- **Work instructions**: According to the text on tears, why does Dr. Echeverri find it sensible that an animal's surroundings heavily influence what its tears are made of? Answer in one to three sentences.

- **Text shown**:
>>>>>

By and large, though, the chemical recipe for tears, which include a slurry of water, fats, proteins and charged minerals such as sodium, seems to be pretty similar across various species. The few variations that exist seem to track with habitat, the researchers found. Animals that spent most of their time on land, for instance, had more proteins in their tears than their seafaring counterparts, but they also had less urea — a molecular waste product that’s also found in urine.
Dr. Oriá’s team also previously found chemical similarities among dog, horse and human tears, all of which seem to flow quite freely. That might be a mammal thing, Dr. Oriá said. But perhaps domestication, which prompted a big shift in scenery for these previously wild animals, tamed their tears, too.
That an animal’s surroundings heavily influence the composition of tears, which are constantly exposed to the outside world, “makes a lot of sense,” Dr. Echeverri said. “Most of our other liquids are waste that we get rid of, or internal. Tears have to deal with the environment from moment to moment.” (But tears aren’t universal, Dr. Echeverri noted. Invertebrates, which have very different body plans, have had to concoct tear-free methods of keeping their eyes clean. Some spiders, for instance, use bristlelike hairs on their legs to brush away dust and debris.)

<<<<<

- **Excerpted data**:
>>>>>

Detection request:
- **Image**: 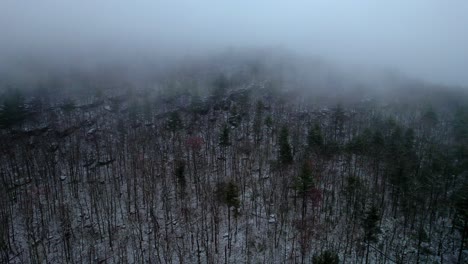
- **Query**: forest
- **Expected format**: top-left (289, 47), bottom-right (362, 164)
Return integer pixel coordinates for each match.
top-left (0, 56), bottom-right (468, 264)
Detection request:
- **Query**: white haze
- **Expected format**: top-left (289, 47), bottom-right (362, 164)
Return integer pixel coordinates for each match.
top-left (0, 0), bottom-right (468, 87)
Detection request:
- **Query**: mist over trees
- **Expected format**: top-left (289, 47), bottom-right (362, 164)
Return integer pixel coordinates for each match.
top-left (0, 52), bottom-right (468, 263)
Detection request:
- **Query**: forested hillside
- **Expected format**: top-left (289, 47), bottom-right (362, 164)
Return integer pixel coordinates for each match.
top-left (0, 56), bottom-right (468, 263)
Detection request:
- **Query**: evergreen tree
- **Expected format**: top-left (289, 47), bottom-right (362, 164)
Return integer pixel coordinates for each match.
top-left (0, 89), bottom-right (27, 128)
top-left (312, 250), bottom-right (340, 264)
top-left (167, 111), bottom-right (182, 132)
top-left (219, 125), bottom-right (231, 147)
top-left (279, 126), bottom-right (293, 165)
top-left (307, 124), bottom-right (323, 152)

<<<<<

- **Answer space**: Tears are constantly exposed to the outside world. Unlike most other body liquids, which are either waste or kept internal, tears have to deal with the environment from moment to moment.